● Extract
****************
DNA strand breaks induced by concerted interaction of H radicals and low-energy electrons

A computational study on the nucleotide of cytosine
  • I. Dąbkowska
  • J. Rak
  • M. GutowskiEmail author
Processes in Biomolecules


We propose a mechanism of DNA single strand breaks induced by low-energy electrons. Density functional theory calculations have been performed on a neutral, hydrogenated, and/or negatively charged nucleotide of cytosine in the gas phase to identify barriers for the phosphate-sugar O–C bond cleavage. Attachment of the first excess electron induces intermolecular proton transfer to cytosine. The resulting neutral radical of hydrogenated cytosine binds another excess electron, and the excess charge is localized primarily on the C6 atom. A barrier encountered for proton transfer from the C2’ atom of the adjacent sugar unit to the C6 atom of cytosine is 3.6 and 5.0 kcal/mol, based on the MPW1K and B3LYP electronic energies corrected for zero-point vibrations, respectively. The proton transfer is followed by a barrier-free sugar-phosphate C–O bond cleavage. The proton transfer is impossible for the neutral nucleotide, as there is no local minimum for the product. In the case of anionic and hydrogenated nucleotides the same barrier determined at the B3LYP level is as large as 29.3 and 22.4 kcal/mol respectively. This illustrates that the consecutive hydrogenation and electron attachment make the nucleotide of cytosine susceptible to a strand break. The rate of the C–O bond cleavage in the anion of hydrogenated nucleotide of cytosine is estimated to be ca. 1010  s-1. The proposed mechanism proceeds through bound anionic states, not through metastable states with finite lifetimes and discrete energy positions with respect to the neutral target. The results suggest that at least for DNA without hydration even very low-energy electrons may cleave the DNA backbone.
****************
● Try it
Decide whether each statement agrees with the abstract on DNA strand breaks, answering yes or no and quoting the deciding words: (a) the B3LYP-based barrier for proton transfer from the C2’ atom to the C6 atom of cytosine is 5.0 kcal/mol; (b) a barrier must be overcome for the sugar-phosphate C–O bond cleavage that follows the proton transfer; (c) the calculations modeled the nucleotide in aqueous solution. The items after this point come from a different source than the abstract.
****************
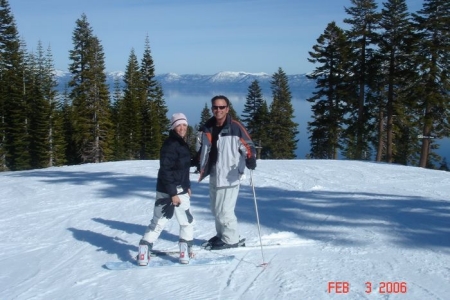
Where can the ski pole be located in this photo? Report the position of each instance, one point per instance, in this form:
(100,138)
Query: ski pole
(257,217)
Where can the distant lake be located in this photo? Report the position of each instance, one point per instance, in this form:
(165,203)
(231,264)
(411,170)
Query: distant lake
(192,104)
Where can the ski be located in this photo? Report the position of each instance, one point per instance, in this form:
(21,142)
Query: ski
(169,261)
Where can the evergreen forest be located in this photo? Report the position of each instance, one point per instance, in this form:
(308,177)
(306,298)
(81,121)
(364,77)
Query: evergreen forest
(382,94)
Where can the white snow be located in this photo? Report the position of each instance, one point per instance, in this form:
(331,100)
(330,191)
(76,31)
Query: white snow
(344,224)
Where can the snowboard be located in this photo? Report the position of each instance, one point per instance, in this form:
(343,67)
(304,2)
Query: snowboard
(167,260)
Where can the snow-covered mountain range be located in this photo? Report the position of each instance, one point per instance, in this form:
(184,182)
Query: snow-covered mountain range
(224,82)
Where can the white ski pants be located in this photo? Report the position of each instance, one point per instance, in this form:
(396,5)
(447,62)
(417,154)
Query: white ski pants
(223,203)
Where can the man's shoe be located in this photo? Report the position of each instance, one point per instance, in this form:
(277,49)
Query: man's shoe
(184,253)
(144,252)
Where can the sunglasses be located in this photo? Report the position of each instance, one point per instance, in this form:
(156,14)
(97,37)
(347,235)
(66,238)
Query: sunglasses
(219,107)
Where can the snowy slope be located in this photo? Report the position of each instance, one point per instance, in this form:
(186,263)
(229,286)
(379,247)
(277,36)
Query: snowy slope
(348,229)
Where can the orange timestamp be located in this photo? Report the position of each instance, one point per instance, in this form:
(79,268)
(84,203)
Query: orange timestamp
(381,287)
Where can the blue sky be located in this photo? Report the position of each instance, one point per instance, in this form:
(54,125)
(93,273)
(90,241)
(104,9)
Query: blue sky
(187,36)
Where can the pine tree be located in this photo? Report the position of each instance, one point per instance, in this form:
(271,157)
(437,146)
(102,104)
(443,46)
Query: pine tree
(282,130)
(260,135)
(90,96)
(395,50)
(362,34)
(433,62)
(254,100)
(154,109)
(130,116)
(55,133)
(14,141)
(39,109)
(332,77)
(119,148)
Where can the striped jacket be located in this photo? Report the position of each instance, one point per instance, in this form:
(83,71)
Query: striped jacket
(234,146)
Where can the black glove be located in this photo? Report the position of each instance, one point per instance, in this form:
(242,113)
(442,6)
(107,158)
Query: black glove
(167,207)
(250,163)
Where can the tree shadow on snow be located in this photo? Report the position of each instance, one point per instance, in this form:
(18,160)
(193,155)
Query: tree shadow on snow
****************
● Answer to this problem
(a) Yes: "3.6 and 5.0 kcal/mol, based on the MPW1K and B3LYP electronic energies corrected for zero-point vibrations, respectively"
(b) No: "The proton transfer is followed by a barrier-free sugar-phosphate C–O bond cleavage."
(c) No: "in the gas phase"